→ TEXT PROVIDED
· · · · · · ·
Hui Huang

Performance Engineering

San Francisco Bay Area

About

Specialties: LLM inference performance, fleet resource efficiency, computer architecture.

Experience

  • Senior Staff Engineer at Google DeepMind
    Dec 2025 - Present · 8 mos

    Optimize Gemini inference performance on TPU.

  • Google (Full-time · 11 yrs)
    • LLM Inference Performance Tech Lead
      Apr 2024 - Dec 2025 · 1 yr 9 mos

      Core inference performance engineer for Gemini 1.5 Flash, 2.0 Flash and 2.5 Pro.

    • Uber Tech Lead
      Nov 2021 - Mar 2024 · 2 yrs 5 mos

      Leading Youtube Ads Data and Serving Infrastructure Resource Efficiency team.

    • Staff Software Engineer, Tech Lead Manager
      Jan 2015 - Nov 2021 · 6 yrs 11 mos

      Running Cloud Platform Performance Team in Google that drives server/ ML workload efficiency and future hardware roadmap design for GCP.

  • Co-Founder at Falcon Computing Solutions
    Jan 2014 - Dec 2014 · 1 yr

    Co-founded Falcon Computing Solutions (FCS). FCS initially targets accelerator (GPU/FPGA) virtualization support in Cloud. Built cluster-level heterogeneous resource management framework based on Apache YARN and Spark.
· · · · · · ·
→ MATERIAL PROVIDED

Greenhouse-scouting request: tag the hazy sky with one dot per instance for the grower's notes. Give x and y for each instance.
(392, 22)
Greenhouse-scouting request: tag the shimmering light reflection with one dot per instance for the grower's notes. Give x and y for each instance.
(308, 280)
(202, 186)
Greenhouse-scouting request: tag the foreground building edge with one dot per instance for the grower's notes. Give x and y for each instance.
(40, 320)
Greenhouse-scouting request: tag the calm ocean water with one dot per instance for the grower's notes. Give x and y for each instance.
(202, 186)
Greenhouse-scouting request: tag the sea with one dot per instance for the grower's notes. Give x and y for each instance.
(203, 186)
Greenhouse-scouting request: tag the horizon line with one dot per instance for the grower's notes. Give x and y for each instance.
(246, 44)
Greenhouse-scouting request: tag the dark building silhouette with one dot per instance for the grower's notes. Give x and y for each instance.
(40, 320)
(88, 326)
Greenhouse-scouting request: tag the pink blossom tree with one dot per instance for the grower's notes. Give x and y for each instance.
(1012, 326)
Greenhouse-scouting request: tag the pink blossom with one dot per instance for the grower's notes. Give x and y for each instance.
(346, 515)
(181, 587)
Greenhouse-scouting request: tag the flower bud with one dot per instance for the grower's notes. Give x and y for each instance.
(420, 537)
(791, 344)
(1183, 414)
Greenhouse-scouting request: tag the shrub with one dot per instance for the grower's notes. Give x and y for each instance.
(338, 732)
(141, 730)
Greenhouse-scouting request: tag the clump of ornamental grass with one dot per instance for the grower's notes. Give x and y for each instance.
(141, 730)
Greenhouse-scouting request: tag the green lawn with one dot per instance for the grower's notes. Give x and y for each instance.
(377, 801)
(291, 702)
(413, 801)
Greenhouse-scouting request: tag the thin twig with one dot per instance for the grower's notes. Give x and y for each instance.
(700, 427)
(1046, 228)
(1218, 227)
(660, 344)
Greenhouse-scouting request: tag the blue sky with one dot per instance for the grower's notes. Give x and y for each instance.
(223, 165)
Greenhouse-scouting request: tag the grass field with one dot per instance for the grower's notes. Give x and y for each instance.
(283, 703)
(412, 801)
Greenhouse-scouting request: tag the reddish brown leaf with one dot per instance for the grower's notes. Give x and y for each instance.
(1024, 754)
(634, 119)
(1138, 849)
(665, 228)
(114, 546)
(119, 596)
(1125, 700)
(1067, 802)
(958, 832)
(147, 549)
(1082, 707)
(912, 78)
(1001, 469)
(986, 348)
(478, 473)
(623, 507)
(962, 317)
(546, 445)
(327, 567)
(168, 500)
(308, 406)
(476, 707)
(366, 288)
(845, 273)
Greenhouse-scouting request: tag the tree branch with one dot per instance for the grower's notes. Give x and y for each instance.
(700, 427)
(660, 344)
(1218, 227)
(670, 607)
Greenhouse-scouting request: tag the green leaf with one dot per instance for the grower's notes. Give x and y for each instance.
· · · · · · ·
→ PROBLEM
Extend Hui Huang's professional profile, picking up right after its last entry.

→ RESULT OF THIS EXERCISE
  • Graduate Research Assistant at UCLA
    Sep 2008 - Sep 2014 · 6 yrs 1 mo

    Worked in the VAST (VLSI, Architecture, Synthesis and Technology) research lab, Computer Science Department, UCLA. Research interests include pattern mining for design optimization, compiler optimization on energy-efficient memory system and heterogeneous computing platforms.

  • Summer Intern at Intel Corporation
    Jun 2012 - Sep 2012 · 4 mos

    Summer intern at Intel Research Lab. Worked on improving flexibility of custom instruction set extension using pattern mining techniques.